Given instruction:
Please copy the material below word for word, leaving out any pictures.

Extracted data:
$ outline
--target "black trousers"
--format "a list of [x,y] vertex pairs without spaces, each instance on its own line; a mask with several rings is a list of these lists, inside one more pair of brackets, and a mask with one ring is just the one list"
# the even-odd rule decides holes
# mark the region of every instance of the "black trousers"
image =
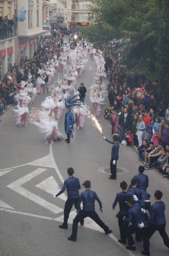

Answer to the task:
$ outline
--target "black trousers"
--format "a list of [x,y] vertex pairs without spaces, each instance on its own line; a mask with several rings is a list of these lists, inside one more pair of brackets, and a mask with one ring is just the one list"
# the even-odd rule decides holes
# mark the region of every instance of the "black trousers"
image =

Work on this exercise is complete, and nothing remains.